Your objective:
Every single entry must be reproduced precisely.

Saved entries
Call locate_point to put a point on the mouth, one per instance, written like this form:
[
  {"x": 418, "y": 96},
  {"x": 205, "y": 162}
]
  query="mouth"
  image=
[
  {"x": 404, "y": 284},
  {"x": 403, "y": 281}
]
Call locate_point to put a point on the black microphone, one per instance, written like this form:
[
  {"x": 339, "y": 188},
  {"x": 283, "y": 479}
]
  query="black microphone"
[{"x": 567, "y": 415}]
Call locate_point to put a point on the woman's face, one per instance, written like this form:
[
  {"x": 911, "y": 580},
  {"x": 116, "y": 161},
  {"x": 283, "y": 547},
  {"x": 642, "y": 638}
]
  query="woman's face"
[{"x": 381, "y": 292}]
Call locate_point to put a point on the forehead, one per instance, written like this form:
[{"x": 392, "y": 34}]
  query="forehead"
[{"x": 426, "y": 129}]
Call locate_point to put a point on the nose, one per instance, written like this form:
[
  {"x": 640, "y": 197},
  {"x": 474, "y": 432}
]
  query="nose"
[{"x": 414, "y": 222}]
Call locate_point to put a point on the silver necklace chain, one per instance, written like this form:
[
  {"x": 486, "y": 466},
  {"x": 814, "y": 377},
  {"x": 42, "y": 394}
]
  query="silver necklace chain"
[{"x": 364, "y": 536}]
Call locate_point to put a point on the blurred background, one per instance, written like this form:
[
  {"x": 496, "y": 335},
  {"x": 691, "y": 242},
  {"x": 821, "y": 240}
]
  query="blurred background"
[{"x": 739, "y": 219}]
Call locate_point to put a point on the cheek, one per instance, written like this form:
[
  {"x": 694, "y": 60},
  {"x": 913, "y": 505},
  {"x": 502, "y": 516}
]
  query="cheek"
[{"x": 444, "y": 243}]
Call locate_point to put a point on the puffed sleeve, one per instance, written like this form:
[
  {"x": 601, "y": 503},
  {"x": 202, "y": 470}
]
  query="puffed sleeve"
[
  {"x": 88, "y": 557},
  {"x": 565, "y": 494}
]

Solved problem:
Call locate_point to put a point on the mouth, one per instance, written like this form:
[
  {"x": 418, "y": 96},
  {"x": 205, "y": 162}
]
  query="mouth"
  image=
[
  {"x": 404, "y": 284},
  {"x": 403, "y": 281}
]
Call locate_point to put a point on the black microphone, one per instance, written like this form:
[
  {"x": 339, "y": 188},
  {"x": 283, "y": 479}
]
  query="black microphone"
[{"x": 567, "y": 415}]
Call locate_point to put a point on the woman's face, one per instance, written like this form:
[
  {"x": 911, "y": 580},
  {"x": 116, "y": 161},
  {"x": 283, "y": 547},
  {"x": 642, "y": 638}
]
  query="woman's face"
[{"x": 381, "y": 292}]
Call locate_point to put a point on the forehead, one per instance, written like this form:
[{"x": 392, "y": 34}]
  query="forehead"
[{"x": 426, "y": 129}]
Call locate_point to put a point on the nose, one per instance, written like this form:
[
  {"x": 640, "y": 197},
  {"x": 474, "y": 432}
]
  query="nose"
[{"x": 414, "y": 222}]
Call locate_point to put a point on the silver necklace chain, one per instance, written like this form:
[
  {"x": 486, "y": 466},
  {"x": 814, "y": 377},
  {"x": 42, "y": 394}
]
  query="silver necklace chain"
[{"x": 364, "y": 536}]
Call locate_point to put a point on the blurred background, one per instance, written like this form:
[
  {"x": 496, "y": 335},
  {"x": 691, "y": 242},
  {"x": 821, "y": 240}
]
  query="blurred background"
[{"x": 739, "y": 219}]
Call locate_point to put a point on the cheek, one per instance, written like this form:
[
  {"x": 694, "y": 60},
  {"x": 913, "y": 505},
  {"x": 502, "y": 516}
]
  query="cheek"
[{"x": 444, "y": 243}]
Call locate_point to put a point on the puffed sleeve, one per instance, written like this form:
[
  {"x": 601, "y": 503},
  {"x": 202, "y": 470}
]
  query="puffed sleeve"
[
  {"x": 88, "y": 557},
  {"x": 565, "y": 494}
]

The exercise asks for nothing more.